What this task involves:
Reproduce the following material verbatim, leaving out any pictures.

--- START ---

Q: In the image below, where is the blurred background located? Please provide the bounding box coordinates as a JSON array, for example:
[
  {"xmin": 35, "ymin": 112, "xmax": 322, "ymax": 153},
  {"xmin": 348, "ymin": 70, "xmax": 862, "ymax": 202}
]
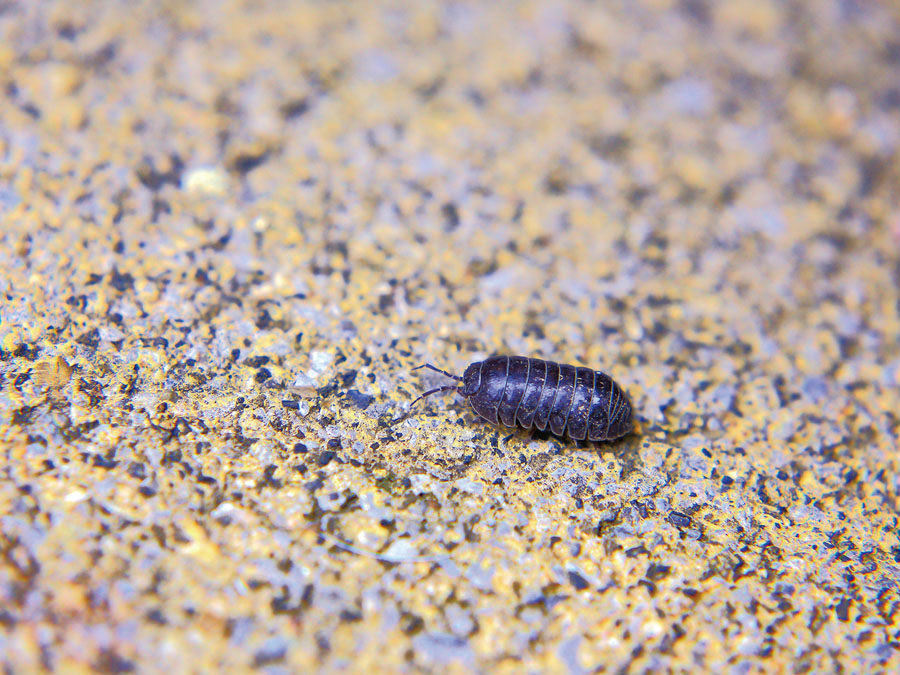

--- END ---

Response to this exercise:
Q: In the image below, where is the blurred background located? Please provide the bounding box coordinates as a JSON array, for example:
[
  {"xmin": 35, "ymin": 112, "xmax": 322, "ymax": 153},
  {"xmin": 348, "ymin": 70, "xmax": 862, "ymax": 202}
]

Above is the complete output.